Document extract =>
Resolves positively if Marcus (or someone else fulfilling his role) can find three extremely obvious questions, that an average human teenager could certainly answer, which a leading chatbot still fails at at least half the time when asked.
This won't resolve positively if he has to use bizarre hacking-like tricks, for example things equivalent to the SolidGoldMagikarp token.
People are also trading
Here he claims that solving the Towers of Hanoi with 8 discs is something a bright and patient 7 year old can do: https://open.substack.com/pub/garymarcus/p/a-knockout-blow-for-llms
This feels a bit more "useful" than the trick questions in SimpleBench. That said I'm not sure the average human teenager could solve Hanoi.
Big difference here between "could" and "would". Out of curiosity I tried doing one with 8 disks to see if I ever made a mistake, and I did not, but it was quite tedious. As models improve they'll surely beat 8 disks and might only start failing on 10 or 12, and ask the average teenager to sit through that and it's not happening. Maybe if you offered to pay them for every correct 100 moves, and let them take breaks in between.
@IsaacKing I think if a model can solve the 8 disk tower of hanoi it can also solve 10 or 12 because the tower of hanoi is based on recursion. Similarly, if there is somebody who knows how to solve the 8 disk tower of Hanoi, they could also solve the 10 or 12 disk version. It can also be easily proven that the number of moves for the tower of Hanoi is 2^n - 1 where n is the number of disks. This means that the number of moves for the tower of hanoi grows exponentially. I agree with you on the fact that "could" and "would" is a big difference and the average teenager will not sit through a tower of Hanoi puzzle with many disks but I disagree that somebody/something that knows how to solve the 8 disk version will fail on the 10 or 12 disk version.
Claude 4 Opus gets 58% on SimpleBench, a ways off from saturation, but not two years off (and the hardest SB questions do not appear to be "extremely obvious"). Giving LMs code execution solves strawberry shenanigans and the 9.11 stuff. If we're talking about text-only queries, what are the remaining classes of "egregious errors" that LLMs continue to make?

Data section =>
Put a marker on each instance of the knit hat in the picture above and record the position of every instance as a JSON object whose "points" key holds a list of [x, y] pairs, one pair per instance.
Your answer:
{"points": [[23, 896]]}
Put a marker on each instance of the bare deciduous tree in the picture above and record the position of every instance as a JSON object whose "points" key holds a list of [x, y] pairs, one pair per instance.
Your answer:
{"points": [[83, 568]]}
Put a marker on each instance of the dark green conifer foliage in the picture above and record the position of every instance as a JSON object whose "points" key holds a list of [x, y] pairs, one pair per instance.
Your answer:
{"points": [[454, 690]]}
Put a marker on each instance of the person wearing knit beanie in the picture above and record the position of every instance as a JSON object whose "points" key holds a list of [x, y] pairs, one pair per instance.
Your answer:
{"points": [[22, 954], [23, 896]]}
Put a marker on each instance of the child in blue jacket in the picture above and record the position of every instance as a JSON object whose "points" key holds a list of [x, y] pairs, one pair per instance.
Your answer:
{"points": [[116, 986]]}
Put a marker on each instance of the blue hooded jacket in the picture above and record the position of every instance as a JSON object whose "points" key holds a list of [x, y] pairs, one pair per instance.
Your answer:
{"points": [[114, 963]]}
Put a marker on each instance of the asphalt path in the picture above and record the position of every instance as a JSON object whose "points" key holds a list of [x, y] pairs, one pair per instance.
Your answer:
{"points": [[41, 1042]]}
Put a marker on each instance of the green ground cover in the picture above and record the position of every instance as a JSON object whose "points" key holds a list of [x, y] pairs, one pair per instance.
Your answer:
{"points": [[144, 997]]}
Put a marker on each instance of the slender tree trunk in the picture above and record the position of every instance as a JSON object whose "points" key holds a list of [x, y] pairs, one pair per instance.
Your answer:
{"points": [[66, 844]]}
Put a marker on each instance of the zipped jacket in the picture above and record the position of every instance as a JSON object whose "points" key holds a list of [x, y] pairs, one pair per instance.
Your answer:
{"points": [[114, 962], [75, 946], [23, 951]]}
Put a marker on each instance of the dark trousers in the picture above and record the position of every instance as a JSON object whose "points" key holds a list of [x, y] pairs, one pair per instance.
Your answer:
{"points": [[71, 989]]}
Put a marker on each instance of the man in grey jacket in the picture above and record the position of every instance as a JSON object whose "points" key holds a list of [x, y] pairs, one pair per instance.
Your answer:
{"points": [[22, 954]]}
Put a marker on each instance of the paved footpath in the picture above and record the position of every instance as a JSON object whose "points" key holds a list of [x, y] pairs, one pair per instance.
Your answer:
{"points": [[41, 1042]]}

Problem 1 =>
In the forum thread on chatbot failures, rewrite the post beginning "@IsaacKing I think if a model" as a short bulleted list that keeps its main points.
Problem 2 =>
Write the next post in the forum thread on chatbot failures, following on from its last post.

Your response 1 =>
- The Tower of Hanoi is solved by recursion, so a model that can do 8 disks can also do 10 or 12.
- The same holds for a person who knows how to solve the 8-disk version.
- The number of moves is 2^n - 1 for n disks, so it grows exponentially.
- "Could" and "would" are very different, and an average teenager won't sit through a puzzle with many disks.
- Still, whoever can solve the 8-disk version won't fail on 10 or 12.

Your response 2 =>
@TiredCliche I'm not sure if the "average teenager" can play legal chess moves from an ASCII art chat window. It's not blindfold but it's also not the same as a physical chess set or a digital chess game. And the average teenager hasn't played chess for over a year.
@MartinRandall I just don't think the average teenager from an ASCII art chat window, given reference to the rules of the game, would repeatedly try to invent new pieces.
But I don't think that matters a ton, I am not under the impression that LLMs can play legally even given image data. I suspect they might actually get more confused.
@JoshYou AI Explained says he thinks Simple Bench won't last more than "3-12months maybe?"
7:15 in this video: https://youtu.be/jWsd2fRzpUo
Reasoning models seem to address a lot of these. I don't see o3 failing on his recent gotchas. He could come up with new ones, but they're already pushing up against the limits of a normal teenager.
Plus we're 3 years from this resolving and 2.5yr since the release of chatgpt
What type of LLMs, @ScottAlexander ?
Transformer based? SSMs? MOEs?
What if transformer based LLMs are no longer the SOTA by then = Is attention all you need? (transformers SOTA in 2027)61% ?
Architecture invariant?
Would a black box system qualify, where it is known that one of the components of the system is a component to filter for things that may trip LLM up?
What would happen if the prompt that Gary marcus passes to the LLM does not reach the LLM?
i.e. it is modified on the way from his user-input (such as how DALLE-3 or Claude Opus write prompts)
i think scott is reasonably excluding token parsing errors which are orthogonal to llm reasoning capability. it's a quirk of conversion to embeddings and not a high priority one for openai to fix.
perhaps the unreasonable part is where he didn't explain his thought process. but people get busy
this market and friends would probably be better off as a poll due the legion amount of ambiguities.
I'm about 99% that this market and others of this ilk will resolve this based on how folks are vibing at the time.
ie: don't take them too seriously.
If you are interested in creating a serious market, take a look at openai/evals. Some stuff there could be used (including my grade school algebra questions! :)
Doesn't seem we're getting clarification on this, so I've made a duplicate of this market that removes the "bizarre hacking like tricks" exception.
@ScottAlexander Can we get some more clarity on this market? What counts as "bizarre hacking like tricks"? If there's a question with very specific wording that a human would understand but the LLM fails, how is that counted?
"What is the last letter of 'solidGoldMagickarp'?" is a pretty straightforward question for a human, so it seems weird to be artificially excluding it, and I don't know how to predict what else is likely to be excluded.